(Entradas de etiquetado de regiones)

:::::

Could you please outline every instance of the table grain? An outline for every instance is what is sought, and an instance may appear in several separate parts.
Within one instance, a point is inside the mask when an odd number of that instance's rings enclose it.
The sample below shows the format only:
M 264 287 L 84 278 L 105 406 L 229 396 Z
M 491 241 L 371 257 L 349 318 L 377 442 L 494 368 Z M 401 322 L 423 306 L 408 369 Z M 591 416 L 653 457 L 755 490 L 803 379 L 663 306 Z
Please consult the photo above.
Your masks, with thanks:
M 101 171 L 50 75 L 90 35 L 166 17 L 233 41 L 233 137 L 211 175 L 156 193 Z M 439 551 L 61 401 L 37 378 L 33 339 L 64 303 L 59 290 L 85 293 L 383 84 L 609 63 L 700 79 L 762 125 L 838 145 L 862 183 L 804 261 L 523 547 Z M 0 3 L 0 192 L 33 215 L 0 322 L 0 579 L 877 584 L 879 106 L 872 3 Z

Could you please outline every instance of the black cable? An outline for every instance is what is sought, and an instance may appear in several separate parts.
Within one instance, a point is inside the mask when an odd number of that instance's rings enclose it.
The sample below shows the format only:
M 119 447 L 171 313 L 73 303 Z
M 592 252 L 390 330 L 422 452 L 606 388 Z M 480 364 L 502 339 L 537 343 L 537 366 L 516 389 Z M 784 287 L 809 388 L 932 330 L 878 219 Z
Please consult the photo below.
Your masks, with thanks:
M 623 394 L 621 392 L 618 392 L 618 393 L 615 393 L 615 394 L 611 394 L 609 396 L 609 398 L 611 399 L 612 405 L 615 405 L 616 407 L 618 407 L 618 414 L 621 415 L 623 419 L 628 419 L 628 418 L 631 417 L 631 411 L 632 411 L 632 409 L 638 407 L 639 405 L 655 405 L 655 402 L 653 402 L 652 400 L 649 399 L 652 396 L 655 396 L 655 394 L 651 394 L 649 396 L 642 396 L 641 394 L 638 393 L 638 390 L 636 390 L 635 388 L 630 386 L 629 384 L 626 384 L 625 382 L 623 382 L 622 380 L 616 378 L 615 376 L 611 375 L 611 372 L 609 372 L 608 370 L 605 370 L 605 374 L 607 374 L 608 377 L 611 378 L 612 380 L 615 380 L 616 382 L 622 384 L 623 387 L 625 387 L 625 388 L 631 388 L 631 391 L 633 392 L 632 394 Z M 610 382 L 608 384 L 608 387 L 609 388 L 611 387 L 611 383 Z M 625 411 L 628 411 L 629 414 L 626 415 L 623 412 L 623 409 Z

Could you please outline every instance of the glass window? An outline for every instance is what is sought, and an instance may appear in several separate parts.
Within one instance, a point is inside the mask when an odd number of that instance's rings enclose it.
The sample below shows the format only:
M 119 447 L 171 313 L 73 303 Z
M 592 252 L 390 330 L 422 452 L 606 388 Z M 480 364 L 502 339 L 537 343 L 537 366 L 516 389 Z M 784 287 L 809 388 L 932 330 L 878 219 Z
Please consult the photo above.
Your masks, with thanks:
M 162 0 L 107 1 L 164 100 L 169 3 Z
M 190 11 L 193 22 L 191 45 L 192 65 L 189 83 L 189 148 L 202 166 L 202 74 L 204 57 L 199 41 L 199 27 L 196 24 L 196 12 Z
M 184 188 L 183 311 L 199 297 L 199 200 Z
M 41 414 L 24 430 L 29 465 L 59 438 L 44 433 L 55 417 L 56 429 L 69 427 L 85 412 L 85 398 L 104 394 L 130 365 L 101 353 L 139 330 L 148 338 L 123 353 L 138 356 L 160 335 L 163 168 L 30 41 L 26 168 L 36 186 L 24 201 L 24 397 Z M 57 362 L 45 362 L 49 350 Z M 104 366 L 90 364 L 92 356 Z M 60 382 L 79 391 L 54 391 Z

:::::

# Instrucción
Devuelve todas las líneas de los registros anteriores sin alterar nada.

# Resultado
Could you please outline every instance of the table grain? An outline for every instance is what is sought, and an instance may appear in several separate parts.
Within one instance, a point is inside the mask when an odd number of that instance's rings enclose it.
The sample below shows the format only:
M 264 287 L 84 278 L 105 406 L 229 396 Z
M 491 241 L 371 257 L 349 318 L 377 442 L 494 368 Z M 401 322 L 423 306 L 408 369 Z M 591 416 L 653 457 L 755 490 L 803 379 L 663 306 Z
Please consult the photo above.
Your masks, with thanks:
M 101 171 L 50 75 L 90 35 L 166 17 L 233 41 L 233 137 L 211 175 L 156 193 Z M 439 551 L 61 401 L 37 378 L 33 339 L 64 303 L 59 290 L 85 293 L 383 84 L 609 63 L 700 79 L 762 125 L 838 145 L 862 183 L 804 261 L 523 547 Z M 0 3 L 0 192 L 33 215 L 0 322 L 0 579 L 877 584 L 879 106 L 872 3 Z

Could you please outline every instance of the black cable? An outline for every instance is what is sought, and an instance may appear in several separate parts.
Within one instance, a point is inside the mask when an odd number of that instance's rings enclose it.
The sample below shows the format only:
M 119 447 L 171 313 L 73 303 Z
M 592 252 L 390 330 L 422 452 L 606 388 Z M 480 364 L 502 339 L 537 343 L 537 366 L 516 389 Z M 784 287 L 809 388 L 932 330 L 878 219 Z
Please consult the photo below.
Your masks, with thanks:
M 623 394 L 621 392 L 618 392 L 618 393 L 615 393 L 615 394 L 611 394 L 609 396 L 609 398 L 611 399 L 612 405 L 615 405 L 616 407 L 618 407 L 618 414 L 621 415 L 623 419 L 628 419 L 628 418 L 631 417 L 631 411 L 632 411 L 632 409 L 638 407 L 639 405 L 655 405 L 655 402 L 653 402 L 652 400 L 649 399 L 652 396 L 655 396 L 655 394 L 651 394 L 649 396 L 642 396 L 641 394 L 638 393 L 638 390 L 636 390 L 635 388 L 630 386 L 629 384 L 626 384 L 625 382 L 623 382 L 622 380 L 616 378 L 615 376 L 611 375 L 611 372 L 609 372 L 608 370 L 605 370 L 605 374 L 607 374 L 608 377 L 611 378 L 612 380 L 615 380 L 616 382 L 622 384 L 623 387 L 625 387 L 625 388 L 631 388 L 631 391 L 633 392 L 632 394 Z M 610 382 L 608 384 L 608 387 L 609 388 L 611 387 L 611 383 Z M 625 411 L 628 411 L 629 414 L 626 415 L 623 412 L 623 409 Z

Could you please outline every instance of the glass window? An outline for every instance is what is sought, and an instance may appear in several separate parts.
Within one instance, a point is inside the mask when an odd number of that instance's rings enclose it.
The sample below shows the format only:
M 119 447 L 171 313 L 73 303 Z
M 592 252 L 390 330 L 422 452 L 606 388 Z M 480 364 L 502 339 L 537 343 L 537 366 L 516 389 Z M 784 287 L 809 388 L 932 330 L 878 219 Z
Please consult the photo above.
Your masks, with thanks:
M 162 0 L 107 1 L 164 100 L 169 3 Z
M 190 11 L 193 22 L 191 45 L 192 65 L 189 83 L 189 148 L 202 166 L 202 74 L 204 57 L 199 41 L 199 27 L 196 24 L 196 12 Z
M 184 188 L 183 311 L 199 297 L 199 200 Z
M 41 414 L 24 430 L 29 465 L 59 438 L 44 433 L 55 417 L 56 429 L 69 427 L 85 412 L 85 398 L 104 394 L 130 365 L 101 353 L 139 330 L 148 338 L 123 353 L 138 356 L 160 335 L 163 168 L 30 41 L 26 168 L 36 186 L 24 201 L 24 397 Z M 57 362 L 45 362 L 49 350 Z M 104 366 L 90 364 L 92 356 Z M 60 382 L 79 391 L 54 391 Z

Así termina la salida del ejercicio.